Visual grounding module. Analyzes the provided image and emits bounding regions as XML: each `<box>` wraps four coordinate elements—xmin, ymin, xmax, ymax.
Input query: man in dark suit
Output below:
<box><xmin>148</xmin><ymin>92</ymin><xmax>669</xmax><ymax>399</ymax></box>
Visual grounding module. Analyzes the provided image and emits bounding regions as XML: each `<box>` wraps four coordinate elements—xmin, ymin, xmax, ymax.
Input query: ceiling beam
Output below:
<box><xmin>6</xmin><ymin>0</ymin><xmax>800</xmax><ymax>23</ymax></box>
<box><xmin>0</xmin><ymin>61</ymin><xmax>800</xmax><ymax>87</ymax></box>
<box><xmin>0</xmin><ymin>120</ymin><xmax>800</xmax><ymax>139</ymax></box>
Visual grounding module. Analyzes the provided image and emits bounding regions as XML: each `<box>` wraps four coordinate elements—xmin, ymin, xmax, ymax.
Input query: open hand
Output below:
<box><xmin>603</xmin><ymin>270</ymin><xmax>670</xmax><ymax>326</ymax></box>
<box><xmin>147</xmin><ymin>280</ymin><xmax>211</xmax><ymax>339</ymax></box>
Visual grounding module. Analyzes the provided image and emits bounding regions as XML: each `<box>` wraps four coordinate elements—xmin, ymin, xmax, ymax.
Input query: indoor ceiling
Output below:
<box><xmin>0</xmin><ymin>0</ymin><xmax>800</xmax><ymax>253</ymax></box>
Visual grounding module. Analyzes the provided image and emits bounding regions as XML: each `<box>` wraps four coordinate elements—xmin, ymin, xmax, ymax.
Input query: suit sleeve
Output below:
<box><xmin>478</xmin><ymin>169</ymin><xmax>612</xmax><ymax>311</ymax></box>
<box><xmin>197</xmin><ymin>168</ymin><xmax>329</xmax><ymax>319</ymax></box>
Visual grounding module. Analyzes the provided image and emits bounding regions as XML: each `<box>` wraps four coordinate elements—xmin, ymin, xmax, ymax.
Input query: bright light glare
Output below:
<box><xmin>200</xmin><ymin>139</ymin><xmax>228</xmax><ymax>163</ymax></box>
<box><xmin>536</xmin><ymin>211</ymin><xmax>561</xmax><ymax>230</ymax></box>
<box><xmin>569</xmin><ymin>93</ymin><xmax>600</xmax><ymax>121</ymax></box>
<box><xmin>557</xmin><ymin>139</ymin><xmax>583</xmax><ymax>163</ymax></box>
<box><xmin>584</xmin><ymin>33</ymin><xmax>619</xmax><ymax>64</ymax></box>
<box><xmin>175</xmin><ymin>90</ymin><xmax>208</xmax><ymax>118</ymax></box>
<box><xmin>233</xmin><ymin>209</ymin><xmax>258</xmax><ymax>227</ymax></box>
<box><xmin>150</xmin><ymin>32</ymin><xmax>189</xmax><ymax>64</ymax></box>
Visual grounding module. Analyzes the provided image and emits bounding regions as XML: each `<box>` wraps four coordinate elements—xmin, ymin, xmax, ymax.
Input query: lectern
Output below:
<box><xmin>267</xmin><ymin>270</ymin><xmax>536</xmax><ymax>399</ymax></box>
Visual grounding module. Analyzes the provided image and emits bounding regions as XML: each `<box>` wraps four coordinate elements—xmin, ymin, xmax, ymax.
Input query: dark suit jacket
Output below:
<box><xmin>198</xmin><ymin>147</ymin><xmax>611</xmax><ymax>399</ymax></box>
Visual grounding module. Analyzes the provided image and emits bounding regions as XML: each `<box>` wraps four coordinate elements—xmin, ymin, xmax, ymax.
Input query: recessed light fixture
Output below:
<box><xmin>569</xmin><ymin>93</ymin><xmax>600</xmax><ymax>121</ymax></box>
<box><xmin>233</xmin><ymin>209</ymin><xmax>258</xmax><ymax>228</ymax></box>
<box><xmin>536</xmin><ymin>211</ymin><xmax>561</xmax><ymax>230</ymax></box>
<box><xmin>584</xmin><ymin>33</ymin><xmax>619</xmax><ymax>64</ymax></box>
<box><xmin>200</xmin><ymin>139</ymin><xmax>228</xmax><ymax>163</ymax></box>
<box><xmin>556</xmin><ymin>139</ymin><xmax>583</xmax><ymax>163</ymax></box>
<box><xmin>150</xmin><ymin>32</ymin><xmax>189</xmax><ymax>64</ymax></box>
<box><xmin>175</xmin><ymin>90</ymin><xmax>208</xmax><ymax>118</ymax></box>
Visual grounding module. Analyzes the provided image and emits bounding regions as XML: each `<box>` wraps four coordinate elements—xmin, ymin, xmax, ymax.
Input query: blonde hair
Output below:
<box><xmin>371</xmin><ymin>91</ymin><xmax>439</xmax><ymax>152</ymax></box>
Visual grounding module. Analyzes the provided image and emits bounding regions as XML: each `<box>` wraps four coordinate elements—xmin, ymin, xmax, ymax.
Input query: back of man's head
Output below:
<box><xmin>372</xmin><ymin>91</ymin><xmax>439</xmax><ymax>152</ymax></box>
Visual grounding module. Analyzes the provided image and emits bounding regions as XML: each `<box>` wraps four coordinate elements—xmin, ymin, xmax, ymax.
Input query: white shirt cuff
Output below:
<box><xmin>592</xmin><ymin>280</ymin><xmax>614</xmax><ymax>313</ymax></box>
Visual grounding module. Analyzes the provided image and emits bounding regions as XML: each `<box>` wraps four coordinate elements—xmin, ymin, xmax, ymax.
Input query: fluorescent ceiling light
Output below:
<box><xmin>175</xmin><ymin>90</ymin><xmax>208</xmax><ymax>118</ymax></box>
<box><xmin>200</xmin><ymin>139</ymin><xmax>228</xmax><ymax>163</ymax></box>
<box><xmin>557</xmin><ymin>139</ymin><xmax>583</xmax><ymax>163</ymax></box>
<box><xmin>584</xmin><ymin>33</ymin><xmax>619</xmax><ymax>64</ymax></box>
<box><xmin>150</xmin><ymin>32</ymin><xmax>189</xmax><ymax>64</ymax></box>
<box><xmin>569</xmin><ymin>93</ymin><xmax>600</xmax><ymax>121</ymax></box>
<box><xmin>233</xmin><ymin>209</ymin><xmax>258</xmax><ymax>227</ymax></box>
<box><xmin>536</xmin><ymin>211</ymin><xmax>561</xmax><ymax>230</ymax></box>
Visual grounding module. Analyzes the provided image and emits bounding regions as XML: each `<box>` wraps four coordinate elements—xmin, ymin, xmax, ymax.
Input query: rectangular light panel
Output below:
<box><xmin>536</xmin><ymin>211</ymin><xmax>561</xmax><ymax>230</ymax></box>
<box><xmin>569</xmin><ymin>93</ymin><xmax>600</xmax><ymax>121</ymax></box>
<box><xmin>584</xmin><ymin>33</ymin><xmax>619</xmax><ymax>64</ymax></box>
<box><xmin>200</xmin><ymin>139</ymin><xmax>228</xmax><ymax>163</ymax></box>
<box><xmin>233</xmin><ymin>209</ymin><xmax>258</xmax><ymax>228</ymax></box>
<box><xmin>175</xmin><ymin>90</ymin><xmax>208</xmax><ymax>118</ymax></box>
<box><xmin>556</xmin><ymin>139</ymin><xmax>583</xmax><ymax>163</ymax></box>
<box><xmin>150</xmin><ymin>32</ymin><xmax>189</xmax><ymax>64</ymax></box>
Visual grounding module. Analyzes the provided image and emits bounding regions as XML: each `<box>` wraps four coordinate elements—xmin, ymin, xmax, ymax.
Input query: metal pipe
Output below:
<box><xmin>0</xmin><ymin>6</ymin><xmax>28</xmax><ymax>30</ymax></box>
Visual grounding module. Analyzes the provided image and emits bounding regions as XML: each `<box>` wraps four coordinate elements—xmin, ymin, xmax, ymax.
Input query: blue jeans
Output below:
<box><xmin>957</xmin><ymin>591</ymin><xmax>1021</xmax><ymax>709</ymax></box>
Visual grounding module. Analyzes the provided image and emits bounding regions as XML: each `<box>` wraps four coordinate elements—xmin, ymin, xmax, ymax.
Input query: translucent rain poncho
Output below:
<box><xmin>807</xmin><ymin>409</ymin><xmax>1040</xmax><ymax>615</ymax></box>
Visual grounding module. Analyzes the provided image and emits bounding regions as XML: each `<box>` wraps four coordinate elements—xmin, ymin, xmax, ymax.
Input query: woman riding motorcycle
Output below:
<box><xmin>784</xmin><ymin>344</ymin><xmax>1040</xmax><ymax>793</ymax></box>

• _Given request_:
Return each line from the entries above that contains the word "suit".

• _Task answer_:
Input query: man in dark suit
Input query: suit sleeve
Input query: dark suit jacket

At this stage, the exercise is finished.